Directions
1. In the October 22 observances text, roughly what share of the animals that enter shelters are euthanized?
2. Extend the October 22 observances text by writing the passage that follows its last sentence.

Text
----------

Today is Oct. 22
Published 12:34 am Friday, October 22, 2021
International Stuttering Awareness Day
The best way to celebrate this way is to read up on some talented and influential individuals who have had to deal with a stutter, and how much work they did to overcome it. If you’re in the mood for a movie, “The King’s Speech” is an Oscar-winning historical drama about King George VI of England and his speech and language therapist, Lionel Logue, who worked together tirelessly to finally beat his disability. If you have children, this day is the perfect time to talk to them a bit about the lives and struggles of thus and otherwise disabled classmates who struggle with their conditions every day. You can also consider making a donation to the International Stuttering Association to help them help those who can’t afford treatment improve their lives.
National Make a Dog’s Day
National Make A Dog’s Day on October 22nd provides an opportunity to give all dogs the best day of their lives. The day not only encourages visits to shelters, but it is also a reminder to animal lovers everywhere to adopt instead of shop for a new pet.
Approximately 3.3 million dogs enter shelters in the United States annually, many being relinquished by their owners. Worse still, approximately 35% of the animals that enter shelters are euthanized. While numbers continue to decline, the need for adoption continues to be overwhelming. One sure way to make a dog’s day is giving them a new, loving home through adoption.
Caps Lock Day
The best way to Celebrate Caps Lock Day is quite simple, don’t use caps lock! Even better, remind your friends on social media, MMO’s, and every other medium you can imagine about the horrid habit that is using Caps Lock in communications.
You can also start an ironic campaign of using CAPS LOCK all day to make a more blatant statement about how this makes other people look. Send your memes, poke your friends, let them all know that it’s time to embrace proper grammar.
On October 22, 1962, America was positioned to engage in a Third World War with the Union of Soviet Socialist Republics [USSR].

----------

Supplied records

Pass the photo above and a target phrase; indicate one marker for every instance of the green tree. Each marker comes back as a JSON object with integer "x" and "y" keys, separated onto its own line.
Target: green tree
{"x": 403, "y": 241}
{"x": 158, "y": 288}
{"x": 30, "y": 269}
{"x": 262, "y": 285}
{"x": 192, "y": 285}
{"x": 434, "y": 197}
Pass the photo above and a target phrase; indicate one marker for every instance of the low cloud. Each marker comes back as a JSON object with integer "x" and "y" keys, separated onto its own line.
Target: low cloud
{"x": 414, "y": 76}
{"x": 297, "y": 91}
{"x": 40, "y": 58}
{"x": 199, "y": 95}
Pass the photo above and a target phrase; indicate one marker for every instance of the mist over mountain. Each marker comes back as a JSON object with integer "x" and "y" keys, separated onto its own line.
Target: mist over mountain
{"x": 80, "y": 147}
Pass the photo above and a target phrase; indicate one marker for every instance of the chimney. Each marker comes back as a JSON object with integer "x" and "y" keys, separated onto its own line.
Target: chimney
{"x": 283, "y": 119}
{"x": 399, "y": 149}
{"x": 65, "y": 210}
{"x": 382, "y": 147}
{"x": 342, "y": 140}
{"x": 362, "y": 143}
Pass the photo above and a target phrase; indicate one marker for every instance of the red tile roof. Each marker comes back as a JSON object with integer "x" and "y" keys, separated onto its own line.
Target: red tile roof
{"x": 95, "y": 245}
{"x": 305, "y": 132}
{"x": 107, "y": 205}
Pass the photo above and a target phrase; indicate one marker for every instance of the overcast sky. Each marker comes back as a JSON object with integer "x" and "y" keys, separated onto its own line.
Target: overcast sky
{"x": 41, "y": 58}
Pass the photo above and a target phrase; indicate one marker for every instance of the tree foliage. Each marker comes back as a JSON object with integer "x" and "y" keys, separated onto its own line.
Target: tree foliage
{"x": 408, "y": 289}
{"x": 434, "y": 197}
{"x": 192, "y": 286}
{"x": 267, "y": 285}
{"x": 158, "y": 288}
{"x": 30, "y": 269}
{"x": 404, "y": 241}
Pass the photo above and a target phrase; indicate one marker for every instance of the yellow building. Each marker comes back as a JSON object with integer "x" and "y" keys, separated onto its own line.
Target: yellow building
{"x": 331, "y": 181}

----------

Answers for the tasks
1. Approximately 35%.

2.
American intelligence had observed the Soviets supplying Cuba with weaponry; because the island-nation was only ninety miles from the U.S., missiles could be lobbed into its cities.
President John F. Kennedy ordered a naval blockade to keep Russian ships from reaching Cuba, and he called Russia’s actions a “clandestine, reckless and provocative threat to world peace.” U.S. forces were then put on a DEFCON 2 watch, the highest military alert reached since World War II,
Nikita Khrushchev, meanwhile, the defiant first secretary of the USSR’s Communist Party, ordered the bulk of his ships carrying the nuclear hardware headed in the direction of Cuba to turn back. But one of them, the tanker, Bucharest, sailed on, – to confront the U.S. blockade. The aircraft carrier, USS Essex, and the destroyer, USS Gearing were sent to intercept it; as the tanker approached; the crew was ready to sink it, but President Kennedy gave the order to stand down, to deflect the risk a shooting war.
The U.S.S.R. continued its military buildup around Cuba, but eventually they agreed to cease, if America dismantled its missiles in Turkey. The U.S. agreed. This was the beginning—and the end—of the prelude to World War III.
The Grateful American recommends Thirteen Days/Ninety Miles: The Cuban Missile Crisis by Norman H. Finkelstein.